■ **TASK OBJECTIVE**
Transcribe exactly the lines from the one holding "A point falls on each instance of the wooden popsicle" to the end of the data below, including both of those lines and no others.

■ **RECORDS FOR THIS EXERCISE**
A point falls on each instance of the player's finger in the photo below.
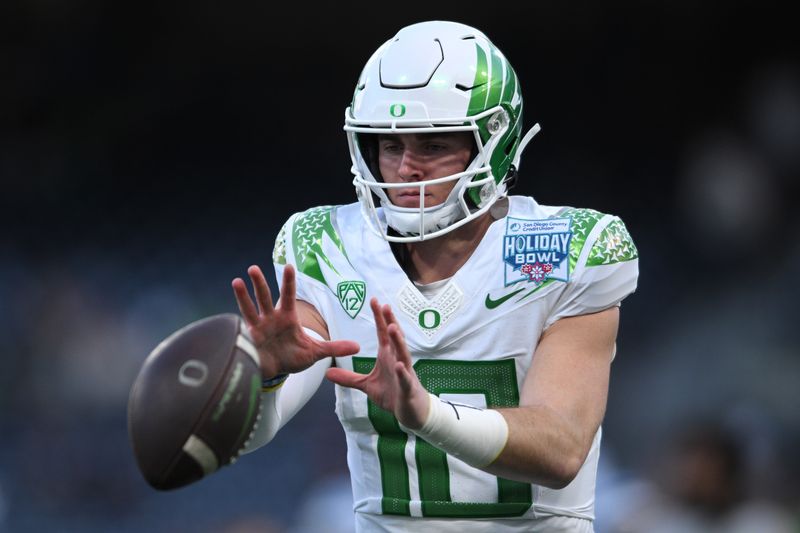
(398, 342)
(288, 289)
(403, 377)
(346, 378)
(380, 322)
(263, 296)
(246, 306)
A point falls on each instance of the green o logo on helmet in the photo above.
(397, 110)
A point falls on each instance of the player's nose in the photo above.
(410, 168)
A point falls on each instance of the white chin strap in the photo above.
(435, 218)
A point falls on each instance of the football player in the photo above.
(469, 333)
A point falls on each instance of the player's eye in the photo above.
(391, 147)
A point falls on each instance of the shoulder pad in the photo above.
(614, 245)
(305, 233)
(583, 222)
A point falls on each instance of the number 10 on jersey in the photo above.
(497, 381)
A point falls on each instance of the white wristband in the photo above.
(474, 435)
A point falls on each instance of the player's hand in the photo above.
(277, 333)
(392, 384)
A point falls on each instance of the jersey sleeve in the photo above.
(606, 266)
(309, 241)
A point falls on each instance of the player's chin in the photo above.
(413, 200)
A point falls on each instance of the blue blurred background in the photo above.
(149, 152)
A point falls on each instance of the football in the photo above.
(195, 402)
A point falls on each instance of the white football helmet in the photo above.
(436, 76)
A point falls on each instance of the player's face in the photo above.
(415, 157)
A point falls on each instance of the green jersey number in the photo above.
(497, 381)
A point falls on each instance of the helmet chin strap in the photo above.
(524, 142)
(409, 224)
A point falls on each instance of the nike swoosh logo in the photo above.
(491, 304)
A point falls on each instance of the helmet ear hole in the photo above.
(510, 145)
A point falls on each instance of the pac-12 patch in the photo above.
(536, 250)
(351, 295)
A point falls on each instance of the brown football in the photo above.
(195, 402)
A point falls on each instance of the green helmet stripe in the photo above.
(496, 80)
(478, 96)
(511, 84)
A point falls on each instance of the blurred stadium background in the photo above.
(149, 152)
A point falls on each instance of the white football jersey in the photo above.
(471, 341)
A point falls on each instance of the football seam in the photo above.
(203, 415)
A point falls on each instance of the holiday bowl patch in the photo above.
(536, 250)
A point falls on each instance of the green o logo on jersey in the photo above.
(429, 319)
(397, 110)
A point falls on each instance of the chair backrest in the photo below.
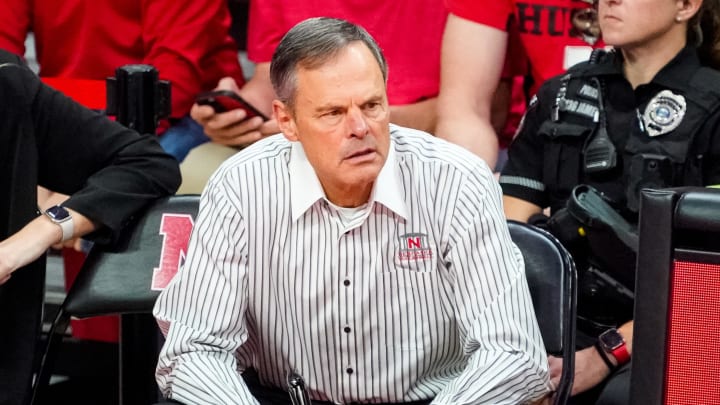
(128, 277)
(676, 356)
(552, 280)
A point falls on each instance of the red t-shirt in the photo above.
(408, 31)
(551, 41)
(187, 41)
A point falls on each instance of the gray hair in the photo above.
(309, 45)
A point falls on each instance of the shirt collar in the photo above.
(684, 64)
(305, 187)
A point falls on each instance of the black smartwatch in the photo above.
(612, 343)
(61, 216)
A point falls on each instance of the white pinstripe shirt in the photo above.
(424, 295)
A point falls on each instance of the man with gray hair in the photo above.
(372, 260)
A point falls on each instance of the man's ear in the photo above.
(688, 8)
(285, 120)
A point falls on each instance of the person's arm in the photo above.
(421, 115)
(34, 239)
(519, 210)
(494, 311)
(470, 72)
(188, 41)
(197, 363)
(109, 171)
(230, 128)
(590, 368)
(14, 25)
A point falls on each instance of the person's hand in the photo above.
(590, 370)
(27, 245)
(231, 128)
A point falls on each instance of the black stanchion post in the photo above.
(138, 100)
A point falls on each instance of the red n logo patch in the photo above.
(176, 230)
(414, 243)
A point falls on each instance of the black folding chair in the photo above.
(126, 278)
(552, 279)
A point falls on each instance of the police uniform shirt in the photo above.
(546, 157)
(420, 294)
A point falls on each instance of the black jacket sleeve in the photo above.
(109, 171)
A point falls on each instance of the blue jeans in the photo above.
(181, 137)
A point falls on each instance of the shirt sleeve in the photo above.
(202, 310)
(493, 13)
(507, 361)
(267, 23)
(711, 162)
(14, 25)
(114, 171)
(188, 42)
(523, 175)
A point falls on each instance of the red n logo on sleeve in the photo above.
(176, 230)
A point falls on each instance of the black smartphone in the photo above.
(226, 100)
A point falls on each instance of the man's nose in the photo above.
(357, 123)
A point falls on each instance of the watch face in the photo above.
(611, 339)
(58, 213)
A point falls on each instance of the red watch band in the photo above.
(621, 354)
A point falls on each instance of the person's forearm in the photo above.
(626, 331)
(421, 115)
(34, 239)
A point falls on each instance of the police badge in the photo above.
(664, 113)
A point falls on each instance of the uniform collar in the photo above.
(306, 190)
(684, 64)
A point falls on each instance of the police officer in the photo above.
(646, 114)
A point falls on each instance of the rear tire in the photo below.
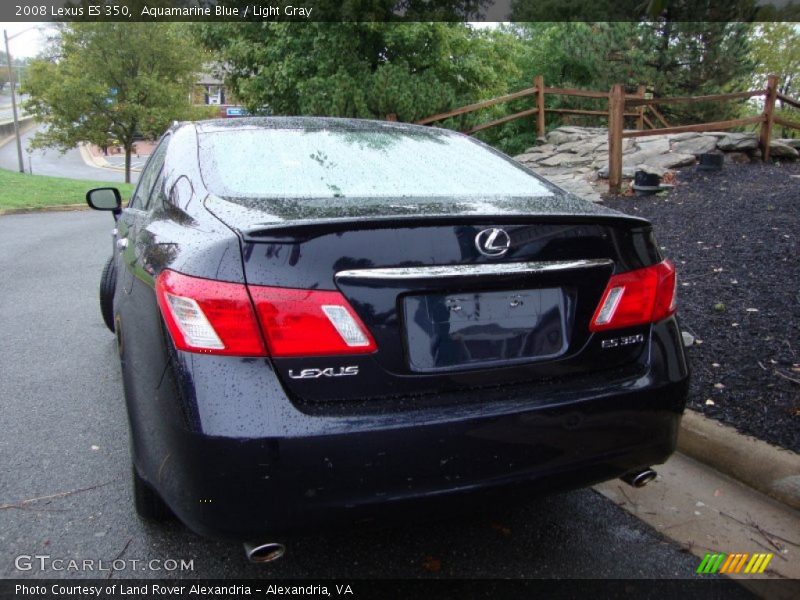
(108, 281)
(147, 502)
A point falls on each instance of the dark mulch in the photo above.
(733, 236)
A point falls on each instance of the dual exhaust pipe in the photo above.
(272, 551)
(639, 478)
(264, 553)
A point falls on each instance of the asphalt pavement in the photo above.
(6, 108)
(64, 435)
(52, 162)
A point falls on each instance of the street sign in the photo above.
(236, 111)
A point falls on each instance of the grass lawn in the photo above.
(37, 191)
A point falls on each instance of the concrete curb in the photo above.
(54, 208)
(771, 470)
(100, 162)
(25, 124)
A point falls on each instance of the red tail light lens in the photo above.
(309, 323)
(217, 317)
(642, 296)
(214, 317)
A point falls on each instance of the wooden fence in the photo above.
(621, 106)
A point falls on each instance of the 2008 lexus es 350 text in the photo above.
(327, 321)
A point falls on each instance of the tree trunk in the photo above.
(128, 149)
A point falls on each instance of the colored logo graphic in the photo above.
(734, 563)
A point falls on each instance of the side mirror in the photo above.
(104, 199)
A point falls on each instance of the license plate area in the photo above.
(471, 329)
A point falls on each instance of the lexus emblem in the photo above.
(493, 242)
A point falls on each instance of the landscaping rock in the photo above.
(577, 147)
(654, 145)
(545, 148)
(565, 159)
(671, 160)
(740, 158)
(529, 157)
(679, 137)
(651, 169)
(558, 137)
(696, 146)
(779, 149)
(734, 142)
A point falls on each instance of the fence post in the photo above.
(539, 83)
(616, 119)
(769, 115)
(640, 119)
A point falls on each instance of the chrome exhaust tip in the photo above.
(264, 553)
(639, 478)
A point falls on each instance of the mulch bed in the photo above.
(733, 236)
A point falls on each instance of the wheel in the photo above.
(147, 502)
(108, 280)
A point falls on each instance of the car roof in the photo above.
(313, 124)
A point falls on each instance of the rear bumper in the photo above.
(287, 470)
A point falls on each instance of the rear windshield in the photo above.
(296, 163)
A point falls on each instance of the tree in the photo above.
(112, 81)
(776, 49)
(357, 69)
(693, 58)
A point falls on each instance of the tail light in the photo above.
(309, 323)
(218, 317)
(214, 317)
(637, 297)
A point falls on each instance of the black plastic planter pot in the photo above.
(645, 183)
(711, 162)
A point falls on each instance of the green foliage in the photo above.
(692, 59)
(358, 69)
(113, 81)
(776, 49)
(22, 191)
(418, 69)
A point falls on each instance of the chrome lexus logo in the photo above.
(493, 242)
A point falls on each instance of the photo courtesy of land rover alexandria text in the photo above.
(324, 322)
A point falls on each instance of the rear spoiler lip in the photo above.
(288, 232)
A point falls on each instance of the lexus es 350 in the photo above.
(326, 321)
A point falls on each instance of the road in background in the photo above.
(6, 111)
(52, 162)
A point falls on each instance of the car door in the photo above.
(134, 218)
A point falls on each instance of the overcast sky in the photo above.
(27, 44)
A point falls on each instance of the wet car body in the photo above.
(457, 397)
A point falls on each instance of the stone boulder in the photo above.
(545, 148)
(653, 145)
(565, 159)
(740, 158)
(672, 160)
(779, 149)
(696, 146)
(529, 157)
(738, 142)
(793, 142)
(558, 137)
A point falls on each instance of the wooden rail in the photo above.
(622, 105)
(786, 122)
(694, 99)
(787, 100)
(714, 126)
(477, 106)
(519, 115)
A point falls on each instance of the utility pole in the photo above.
(14, 103)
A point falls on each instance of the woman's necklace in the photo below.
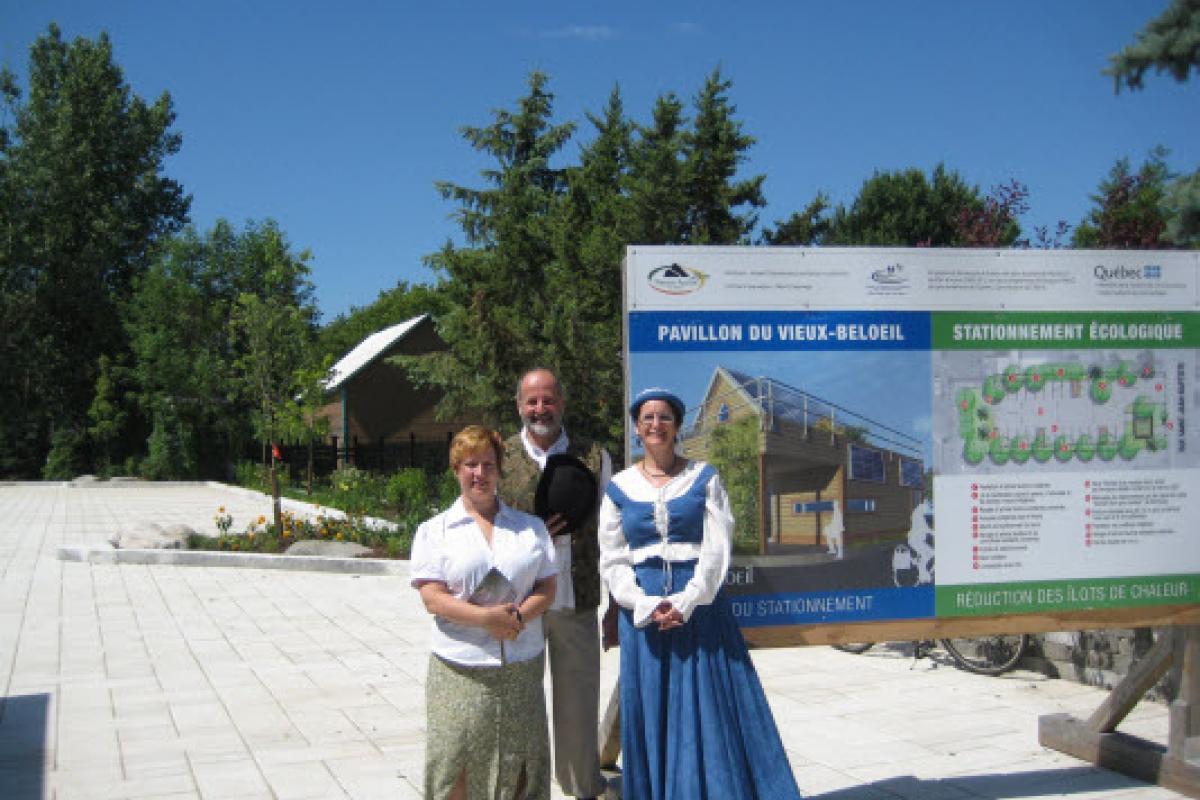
(663, 474)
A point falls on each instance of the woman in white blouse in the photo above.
(486, 573)
(694, 719)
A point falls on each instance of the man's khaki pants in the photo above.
(573, 641)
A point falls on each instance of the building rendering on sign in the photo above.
(829, 477)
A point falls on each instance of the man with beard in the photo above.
(573, 636)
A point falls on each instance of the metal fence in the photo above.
(370, 456)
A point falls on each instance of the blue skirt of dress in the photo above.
(694, 720)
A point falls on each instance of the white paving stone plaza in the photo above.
(159, 680)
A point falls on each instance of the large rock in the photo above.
(329, 549)
(148, 535)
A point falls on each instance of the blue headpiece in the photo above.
(655, 392)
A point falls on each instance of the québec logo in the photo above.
(1122, 272)
(676, 278)
(891, 276)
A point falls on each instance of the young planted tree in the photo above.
(300, 419)
(273, 331)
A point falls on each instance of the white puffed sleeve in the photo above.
(617, 566)
(714, 552)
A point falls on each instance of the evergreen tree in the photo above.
(905, 209)
(83, 200)
(496, 286)
(808, 227)
(582, 326)
(714, 148)
(1168, 43)
(657, 184)
(184, 347)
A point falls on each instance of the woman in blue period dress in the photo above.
(694, 720)
(485, 709)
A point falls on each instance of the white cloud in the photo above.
(591, 32)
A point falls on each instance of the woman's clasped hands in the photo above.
(504, 621)
(666, 615)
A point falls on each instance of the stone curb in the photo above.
(91, 554)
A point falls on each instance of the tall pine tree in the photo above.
(496, 286)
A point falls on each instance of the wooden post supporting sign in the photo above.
(1097, 740)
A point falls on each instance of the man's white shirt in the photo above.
(564, 591)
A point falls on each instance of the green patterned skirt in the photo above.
(490, 721)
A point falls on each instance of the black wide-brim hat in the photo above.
(567, 487)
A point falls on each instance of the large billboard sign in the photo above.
(935, 433)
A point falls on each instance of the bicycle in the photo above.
(989, 655)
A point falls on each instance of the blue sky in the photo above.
(336, 119)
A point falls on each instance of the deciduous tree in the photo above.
(1129, 208)
(84, 199)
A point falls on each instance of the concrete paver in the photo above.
(159, 680)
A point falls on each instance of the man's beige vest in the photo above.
(517, 488)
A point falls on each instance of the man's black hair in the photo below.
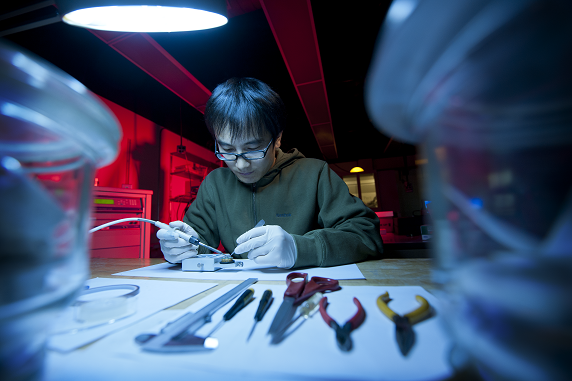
(247, 107)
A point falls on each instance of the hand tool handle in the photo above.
(264, 305)
(240, 303)
(421, 312)
(318, 284)
(296, 283)
(323, 305)
(359, 317)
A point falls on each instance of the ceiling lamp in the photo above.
(144, 16)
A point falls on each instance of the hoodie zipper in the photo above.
(254, 203)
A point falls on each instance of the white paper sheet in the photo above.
(250, 270)
(153, 297)
(309, 353)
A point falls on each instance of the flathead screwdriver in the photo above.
(241, 302)
(265, 303)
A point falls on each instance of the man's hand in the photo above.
(176, 249)
(268, 245)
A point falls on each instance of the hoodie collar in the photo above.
(283, 159)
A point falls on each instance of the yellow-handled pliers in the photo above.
(404, 324)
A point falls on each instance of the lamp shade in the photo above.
(144, 15)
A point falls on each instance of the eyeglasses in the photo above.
(250, 155)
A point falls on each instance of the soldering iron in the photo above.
(192, 240)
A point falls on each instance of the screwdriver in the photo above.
(241, 302)
(265, 303)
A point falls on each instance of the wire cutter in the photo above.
(404, 333)
(299, 289)
(343, 338)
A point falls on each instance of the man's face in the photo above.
(248, 171)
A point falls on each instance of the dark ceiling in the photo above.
(245, 46)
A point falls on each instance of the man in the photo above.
(311, 218)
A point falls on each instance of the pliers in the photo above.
(343, 338)
(404, 333)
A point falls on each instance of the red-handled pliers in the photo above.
(343, 333)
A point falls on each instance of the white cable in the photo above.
(160, 225)
(121, 220)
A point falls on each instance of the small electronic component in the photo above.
(210, 262)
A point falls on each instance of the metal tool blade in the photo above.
(404, 334)
(183, 329)
(283, 316)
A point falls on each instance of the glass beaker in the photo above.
(485, 88)
(53, 135)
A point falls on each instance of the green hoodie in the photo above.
(303, 196)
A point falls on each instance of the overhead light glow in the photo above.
(144, 19)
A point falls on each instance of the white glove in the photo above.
(268, 245)
(176, 249)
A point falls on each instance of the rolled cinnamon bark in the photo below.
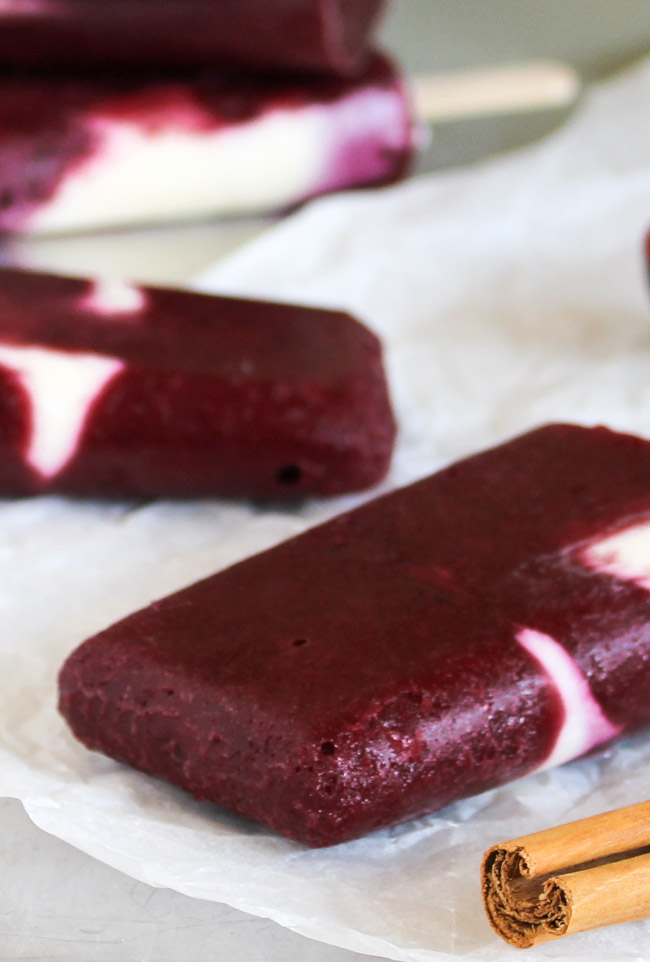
(571, 878)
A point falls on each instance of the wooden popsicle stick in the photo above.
(571, 878)
(518, 88)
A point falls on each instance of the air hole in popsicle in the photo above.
(288, 474)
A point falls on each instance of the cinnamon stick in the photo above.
(570, 878)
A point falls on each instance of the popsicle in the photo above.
(312, 35)
(476, 626)
(113, 390)
(78, 154)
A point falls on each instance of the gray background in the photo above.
(58, 904)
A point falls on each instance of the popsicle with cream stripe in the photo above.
(475, 627)
(83, 153)
(108, 389)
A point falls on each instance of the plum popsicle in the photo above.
(474, 627)
(309, 35)
(113, 390)
(79, 153)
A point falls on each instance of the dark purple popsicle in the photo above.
(436, 642)
(80, 153)
(305, 35)
(112, 390)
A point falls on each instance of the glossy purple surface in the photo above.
(309, 35)
(216, 395)
(368, 671)
(50, 128)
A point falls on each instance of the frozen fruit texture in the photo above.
(304, 35)
(80, 153)
(436, 642)
(112, 390)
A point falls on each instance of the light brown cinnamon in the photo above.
(571, 878)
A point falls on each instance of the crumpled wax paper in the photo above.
(507, 295)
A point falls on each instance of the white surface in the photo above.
(57, 903)
(506, 296)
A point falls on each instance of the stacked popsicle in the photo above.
(121, 113)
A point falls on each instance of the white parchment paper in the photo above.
(507, 295)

■ **TASK OUTPUT**
A point falls on each instance of the wooden popsicle stick in the photo above.
(571, 878)
(518, 88)
A point falls on each instance of the air hole in popsicle in the photo above.
(288, 474)
A point falls on each instance of the cinnamon stick in the photo above.
(570, 878)
A point falls on each instance of the popsicle in the photo above.
(312, 35)
(476, 626)
(113, 390)
(78, 154)
A point falls on each instance of the gray background in the photo above.
(58, 904)
A point falls on each instance of the popsicle with cream stripe in the photo above.
(475, 627)
(83, 153)
(108, 389)
A point falls on each instance of the plum popsicle in the photo above.
(474, 627)
(309, 35)
(113, 390)
(79, 153)
A point falls on each instance of the dark purple popsicle in the photo above.
(436, 642)
(80, 153)
(305, 35)
(112, 390)
A point falls on each instance of the glossy purple surface in the photo above.
(309, 35)
(216, 395)
(368, 671)
(50, 128)
A point falls on each instance of the frozen fruit texture in the photo above.
(304, 35)
(80, 153)
(436, 642)
(112, 390)
A point falls on each instance of the light brown cinnamon in the photo above.
(571, 878)
A point falls on each instance of the crumpled wax paper in the photo above.
(507, 295)
A point falls on each instance of the white surface in the photo above.
(57, 903)
(506, 296)
A point falls on each instance of the stacked popsicle in the photo above.
(121, 113)
A point falls on each instance of the white parchment paper in the photo above.
(507, 295)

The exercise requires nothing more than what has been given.